• [本文]
* * *
ガロで1969年の9月号の「少年」が入選作品でデビューした漫画家に「淀川さんぽ」がいます。
当時は,ガロの強烈な個性の作家達の中の一人と思っていました。その後,美術手帳の劇画特集の付録の「復活」を読んだ時は,絵柄が変化していて,その作品に,ゾクッとしました。
そこに登場する「ビチビチうんちのたれ吉君」のキャラクターは,それから十数年経っても,印象に強く残ってました。
淀川さんぽの活躍時には,彼の作品集は出版されることはありませんでした。20年程前に,ガロも美術手帳も数冊を除いて,ほとんどを処分してしまいました。もう読み返すことはできない,と諦めていました。
最近気まぐれに検索してみたら,なんと,淀川さんぽの作品集が出ていました!
ただ,残念なことにすでに絶版! 古本ではどうか? と探すと,「淀川さんぽベスト作品集」の在庫があり,すぐ注文しました。2100+300(送料)円。
* * *
(データセット項目)
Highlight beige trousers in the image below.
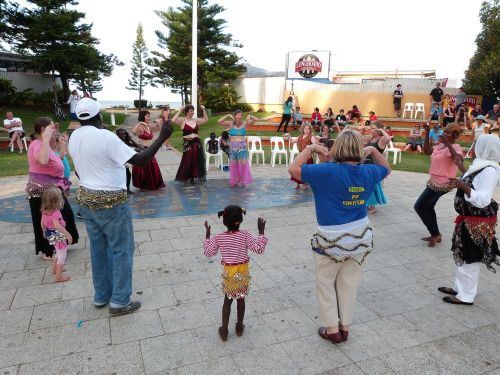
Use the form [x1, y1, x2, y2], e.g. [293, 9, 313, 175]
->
[313, 251, 362, 327]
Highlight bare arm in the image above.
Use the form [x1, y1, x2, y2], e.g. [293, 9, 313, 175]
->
[172, 107, 184, 129]
[217, 114, 234, 126]
[196, 106, 208, 125]
[424, 125, 432, 155]
[35, 124, 54, 165]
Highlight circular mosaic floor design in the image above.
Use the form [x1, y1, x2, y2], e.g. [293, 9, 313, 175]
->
[0, 178, 312, 223]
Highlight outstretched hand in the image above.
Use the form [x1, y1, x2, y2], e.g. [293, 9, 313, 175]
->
[160, 120, 174, 139]
[205, 220, 211, 238]
[257, 217, 266, 234]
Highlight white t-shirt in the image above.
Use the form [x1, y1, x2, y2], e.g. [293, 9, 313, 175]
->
[68, 125, 135, 191]
[3, 117, 24, 133]
[67, 95, 80, 113]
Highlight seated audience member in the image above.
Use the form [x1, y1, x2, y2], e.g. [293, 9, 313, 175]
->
[427, 103, 443, 122]
[208, 132, 219, 154]
[220, 130, 231, 157]
[469, 104, 483, 123]
[323, 108, 335, 128]
[484, 104, 500, 125]
[403, 124, 424, 153]
[347, 105, 361, 124]
[385, 126, 394, 141]
[443, 104, 455, 126]
[292, 107, 302, 130]
[311, 107, 323, 130]
[429, 124, 444, 145]
[473, 115, 490, 141]
[335, 109, 347, 126]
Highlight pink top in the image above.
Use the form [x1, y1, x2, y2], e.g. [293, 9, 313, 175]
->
[429, 143, 463, 184]
[28, 139, 64, 178]
[42, 210, 66, 230]
[203, 230, 268, 264]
* * *
• [練習問題] 漫画家の淀川さんぽについての本文から、「ガロで1969年の9月号の「」から「できない,と諦めていました。」までを一字一句変えずに書き出してください。

• [本問の解答]
ガロで1969年の9月号の「少年」が入選作品でデビューした漫画家に「淀川さんぽ」がいます。
当時は,ガロの強烈な個性の作家達の中の一人と思っていました。その後,美術手帳の劇画特集の付録の「復活」を読んだ時は,絵柄が変化していて,その作品に,ゾクッとしました。
そこに登場する「ビチビチうんちのたれ吉君」のキャラクターは,それから十数年経っても,印象に強く残ってました。
淀川さんぽの活躍時には,彼の作品集は出版されることはありませんでした。20年程前に,ガロも美術手帳も数冊を除いて,ほとんどを処分してしまいました。もう読み返すことはできない,と諦めていました。